== SELECTED PASSAGE ==
▶

Something went wrong about here. It looks like it was determining what sectors it needed to re-write and it got out of sync. It got the CRC for the first sector (06 00 00), then it asked for the CRC for 05 00 00 (the second sector) but it complained it had timed out and did not. In fact it timed out too early. Then it asks for 04 00 00 and receives the previous 05 00 00. This does not match and is not accepted, then comms are lost, then the crash and by the end the pcm is still running the kernel but its not communicating properly. It didnt erase any sectors, so I think it should come back from a power cycle if that is where you are at. I think this might be fixed in the develop branch, we clearly need to get another release together as there are a couple of fixes in develop that need to get out there.
antus wrote:I dont think you necessarily have a brick there.
Something went wrong about here. It looks like it was determining what sectors it needed to re-write and it got out of sync here. It got the CRC for the first sector, then it also got the CRC for the second sector but it complained it didnt. In fact it timed out too early. Then comms are lost, and by the end the pcm is still running the kernel but its not communicating properly. It didnt erase any sectors, so I think it should come back from a power cycle if that is where you are at. I think this might be fixed in the develop branch, we clearly need to get another release together as there are a couple of fixes in develop that need to get out there.
[02:38:20:169] RX: 6C F0 10 7D 02 01 00 00 06 00 00 62 A6 D7 96
[02:38:20:169] 060000-06FFFF 62A6D796 62A6D796 Same OperatingSystem
[02:38:20:200] XPro: 20 01 00 DE
[02:38:20:200] TX: 6C 10 F0 3D 02 01 00 00 05 00 00
[02:38:20:966] RX: 8C F0 61 60
[02:38:20:966] Unable to get CRC for memory range 00050000 / 00010000
[02:38:20:997] XPro: 20 01 00 DE
[02:38:20:997] TX: 6C 10 F0 3D 02 01 00 00 04 00 00
[02:38:21:341] RX: 6C F0 10 7D 02 01 00 00 05 00 00 A5 64 D6 33
[02:38:21:341] Unable to get CRC for memory range 00040000 / 00010000
Ok, I will swap PCMs for the night, then swap back and hopefully it comes back from that.
Could you give me a quick idea of what the kernel does? Is it permanently in the flash or is it uploaded into RAM or...? Just so I have an idea of the backend of this stuff as I'm completely clueless.

◀

== DATASET ==

▶

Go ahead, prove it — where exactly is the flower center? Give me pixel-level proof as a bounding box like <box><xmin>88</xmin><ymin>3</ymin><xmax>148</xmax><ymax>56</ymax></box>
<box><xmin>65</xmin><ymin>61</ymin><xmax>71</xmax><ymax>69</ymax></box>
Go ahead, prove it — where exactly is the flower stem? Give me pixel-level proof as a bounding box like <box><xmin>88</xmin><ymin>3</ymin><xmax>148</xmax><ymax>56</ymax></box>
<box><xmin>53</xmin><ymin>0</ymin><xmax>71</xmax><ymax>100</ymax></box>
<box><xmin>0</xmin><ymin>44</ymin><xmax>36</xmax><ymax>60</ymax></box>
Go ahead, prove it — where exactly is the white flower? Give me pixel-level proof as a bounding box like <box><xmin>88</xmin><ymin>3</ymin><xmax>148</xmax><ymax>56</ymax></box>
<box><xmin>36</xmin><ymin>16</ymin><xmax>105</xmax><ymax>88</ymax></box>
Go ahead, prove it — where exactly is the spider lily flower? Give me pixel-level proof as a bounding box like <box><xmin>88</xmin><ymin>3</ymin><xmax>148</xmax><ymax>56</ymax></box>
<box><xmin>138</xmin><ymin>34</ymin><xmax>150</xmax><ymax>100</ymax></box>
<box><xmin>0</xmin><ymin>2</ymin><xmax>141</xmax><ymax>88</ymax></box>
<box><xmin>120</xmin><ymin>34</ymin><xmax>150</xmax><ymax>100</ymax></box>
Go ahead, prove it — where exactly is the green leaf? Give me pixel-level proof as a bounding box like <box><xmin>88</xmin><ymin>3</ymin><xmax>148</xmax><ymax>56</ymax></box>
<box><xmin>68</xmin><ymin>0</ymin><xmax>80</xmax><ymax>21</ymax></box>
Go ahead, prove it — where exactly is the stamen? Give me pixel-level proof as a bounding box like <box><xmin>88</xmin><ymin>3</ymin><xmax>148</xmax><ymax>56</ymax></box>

◀

== DIRECTIVE 1 ==
In the forum thread about the PCM flash, where does the writer think the problem might already be fixed?
== DIRECTIVE 2 ==
Rewrite the first paragraph of the forum thread about the PCM flash, which begins "Something went wrong about here," as a list of its main facts.
== DIRECTIVE 3 ==
Resume the forum thread about the PCM flash, starting after its last sentence.
The listing is separate material and unrelated to the forum thread about the PCM flash.

== TASK RESPONSE 1 ==
In the develop branch.

== TASK RESPONSE 2 ==
- While working out which sectors to rewrite, the process got out of sync.
- It got the CRC for the first sector (06 00 00).
- It asked for the CRC for 05 00 00 (the second sector) but timed out too early and reported that it had not received it.
- It then asked for 04 00 00 and received the earlier 05 00 00 reply, which did not match and was rejected.
- Comms were lost and the crash followed. The pcm was left running the kernel but not communicating properly.
- No sectors were erased, so a power cycle should bring it back.
- The fix may already be in the develop branch. A new release is needed to get several fixes from develop out.

== TASK RESPONSE 3 ==
It loads to ram and runs the PCM during the flash process. It needs to handle the communications chip and the flash process, as well as the hardware watchdogs. It just runs in a loop until its told to exit. This allows the flash to be erased, whereas normally the factory kernel is running from flash. If PCMHammer crashes, it leaves the kernel running, so it wont respond the same as the factory operating system would until it gets a mode 60 reboot request or a power cycle. If pcmhammer has logged an erase, then its best try and work with what you have as it might not come back after a power cycle as the boot sector might be broken. If you have not had an erase, you are probably ok. The later PCMs have some recovery code in the boot sector, and in our app the boot sector is erased last, and so long as that is in place you can recover. But the P04 does not have boot sector recovery.
This is showing something else has woken up in the car.
The tester present message is not being sent enough, and resulting in other parts waking up in the car.
At 1x, this technically is not the end of the world. But PCMHammer is not 'searching' for the actually message it needs and instead takes the first message it sees as its response even though its from another module.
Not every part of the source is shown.